CONSIGNES →
1: Recopiez le passage du texte sur l'exigence républicaine qui commence par « Nous citoyens, cadres, juristes » et se poursuit jusqu'à « qui devrait être. ».
2: Le texte sur l'exigence républicaine confirme-t-il chacune des affirmations suivantes ? Répondez par oui ou par non, en citant à l'identique les mots du texte qui permettent de trancher. (a) Ismaïla Madior Fall a voulu interdire de donner un avis sur l'avis du Conseil constitutionnel. (b) La décision du Conseil constitutionnel ne suscite plus aucun débat. (c) L'exigence républicaine ne concerne que les dirigeants.

TEXTE FOURNI →
______

L’exigence républicaine nous interpelle tous, du plus petit au plus grand, des dirigeants aux citoyens ordinaires et appelle de notre part, une réelle remise en cause de notre manière de concevoir et de faire la politique.
Nous citoyens, cadres, juristes et autres, formatés à la vieille recette française ; il est de nos traits de caractère de défendre contre vents et marées ce que nous voulons, au besoin, en faisant abstraction de ce qui est, ou de ce qui devrait être.
Pour ceux d’entre nous qui sont dans le landerneau politique notamment, c’est comme s’ils n’avaient de comptes à rendre ou les rendraient à une autorité supranationale autre que le peuple qui, le plus souvent, se retrouve dans le désarroi le plus total.
Ismaïla Madior Fall s’est inscrit dans cette logique dictatoriale, poussant la témérité jusqu’à nous interdire de donner un ‘’avis’’ sur l’‘’AVIS’’ du Conseil Constitutionnel, au motif principal qu’il s’agit d’une ‘’DECISION’’ dans une matière réservée à une caste de supra-juristes aux connaissances constitutionnelles ‘’hors du commun’’.
Ne lui en déplaise, juriste de formation, je me permets de commenter la décision du Conseil Constitutionnel, qui, sur le plan purement juridique, renferme des considérations qui font et vont continuer à faire débat.

______

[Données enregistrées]
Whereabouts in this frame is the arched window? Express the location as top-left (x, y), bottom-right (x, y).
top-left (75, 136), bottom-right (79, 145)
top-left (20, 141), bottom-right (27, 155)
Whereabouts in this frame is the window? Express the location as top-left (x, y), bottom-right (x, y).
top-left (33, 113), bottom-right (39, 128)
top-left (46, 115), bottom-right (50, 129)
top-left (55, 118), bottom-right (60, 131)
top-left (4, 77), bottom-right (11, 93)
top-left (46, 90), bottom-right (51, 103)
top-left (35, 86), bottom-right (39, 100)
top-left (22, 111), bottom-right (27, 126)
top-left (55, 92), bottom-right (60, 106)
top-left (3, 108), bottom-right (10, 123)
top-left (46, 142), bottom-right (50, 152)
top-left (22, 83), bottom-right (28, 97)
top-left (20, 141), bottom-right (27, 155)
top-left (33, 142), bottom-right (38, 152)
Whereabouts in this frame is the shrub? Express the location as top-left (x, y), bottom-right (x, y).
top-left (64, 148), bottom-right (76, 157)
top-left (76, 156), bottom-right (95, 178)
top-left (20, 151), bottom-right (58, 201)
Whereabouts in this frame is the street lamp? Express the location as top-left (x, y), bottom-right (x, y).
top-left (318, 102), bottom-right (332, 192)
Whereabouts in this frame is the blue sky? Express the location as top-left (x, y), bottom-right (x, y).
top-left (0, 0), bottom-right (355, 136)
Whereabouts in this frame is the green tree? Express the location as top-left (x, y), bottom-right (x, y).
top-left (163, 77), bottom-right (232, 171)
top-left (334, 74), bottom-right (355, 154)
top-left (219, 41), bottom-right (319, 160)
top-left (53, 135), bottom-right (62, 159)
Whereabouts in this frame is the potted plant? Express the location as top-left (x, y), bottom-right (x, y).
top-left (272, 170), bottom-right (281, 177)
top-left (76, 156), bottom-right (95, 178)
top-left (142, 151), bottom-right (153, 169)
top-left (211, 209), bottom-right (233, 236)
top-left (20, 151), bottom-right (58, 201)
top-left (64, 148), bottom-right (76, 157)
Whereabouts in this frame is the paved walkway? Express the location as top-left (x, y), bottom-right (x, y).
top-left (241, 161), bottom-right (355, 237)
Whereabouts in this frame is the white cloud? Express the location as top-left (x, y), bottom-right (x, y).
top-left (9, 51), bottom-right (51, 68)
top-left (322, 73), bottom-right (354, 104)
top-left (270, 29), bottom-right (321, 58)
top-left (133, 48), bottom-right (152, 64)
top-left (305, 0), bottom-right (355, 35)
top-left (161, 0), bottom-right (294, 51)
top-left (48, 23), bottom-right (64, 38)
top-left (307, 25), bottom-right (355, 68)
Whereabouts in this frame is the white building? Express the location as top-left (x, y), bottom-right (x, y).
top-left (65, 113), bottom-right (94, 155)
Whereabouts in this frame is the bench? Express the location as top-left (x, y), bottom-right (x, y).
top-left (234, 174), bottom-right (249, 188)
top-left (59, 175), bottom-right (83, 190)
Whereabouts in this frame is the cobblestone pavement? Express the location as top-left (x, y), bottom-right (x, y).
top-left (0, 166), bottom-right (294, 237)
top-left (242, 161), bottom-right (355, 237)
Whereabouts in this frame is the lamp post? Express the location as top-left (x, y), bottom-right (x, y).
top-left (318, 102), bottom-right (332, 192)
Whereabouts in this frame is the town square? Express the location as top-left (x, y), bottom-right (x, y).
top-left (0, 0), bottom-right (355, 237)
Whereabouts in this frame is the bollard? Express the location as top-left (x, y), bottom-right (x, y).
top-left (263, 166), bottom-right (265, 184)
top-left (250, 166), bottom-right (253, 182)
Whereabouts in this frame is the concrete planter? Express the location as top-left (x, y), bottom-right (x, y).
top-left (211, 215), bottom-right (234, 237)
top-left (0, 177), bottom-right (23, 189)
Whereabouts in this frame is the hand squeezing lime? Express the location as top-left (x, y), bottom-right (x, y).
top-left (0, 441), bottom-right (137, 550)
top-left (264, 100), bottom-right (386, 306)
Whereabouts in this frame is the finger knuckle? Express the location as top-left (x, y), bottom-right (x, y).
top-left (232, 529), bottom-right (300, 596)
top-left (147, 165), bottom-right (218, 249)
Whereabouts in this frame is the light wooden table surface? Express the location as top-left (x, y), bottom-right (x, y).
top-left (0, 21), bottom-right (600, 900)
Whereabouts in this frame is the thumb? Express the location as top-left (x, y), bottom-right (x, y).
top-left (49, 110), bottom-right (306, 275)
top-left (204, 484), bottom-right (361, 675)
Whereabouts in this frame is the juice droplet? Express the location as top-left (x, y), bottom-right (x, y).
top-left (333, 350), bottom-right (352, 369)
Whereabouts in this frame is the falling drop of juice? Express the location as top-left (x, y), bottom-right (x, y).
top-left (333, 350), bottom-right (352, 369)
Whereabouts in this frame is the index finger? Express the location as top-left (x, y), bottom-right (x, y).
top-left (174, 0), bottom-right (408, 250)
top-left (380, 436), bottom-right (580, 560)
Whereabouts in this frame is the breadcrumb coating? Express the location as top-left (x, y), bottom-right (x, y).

______

RÉPONSES AUX CONSIGNES →
1:
Nous citoyens, cadres, juristes et autres, formatés à la vieille recette française ; il est de nos traits de caractère de défendre contre vents et marées ce que nous voulons, au besoin, en faisant abstraction de ce qui est, ou de ce qui devrait être.

2:
(a) Oui : « poussant la témérité jusqu’à nous interdire de donner un ‘’avis’’ sur l’‘’AVIS’’ du Conseil Constitutionnel ».
(b) Non : « renferme des considérations qui font et vont continuer à faire débat ».
(c) Non : « nous interpelle tous, du plus petit au plus grand, des dirigeants aux citoyens ordinaires ».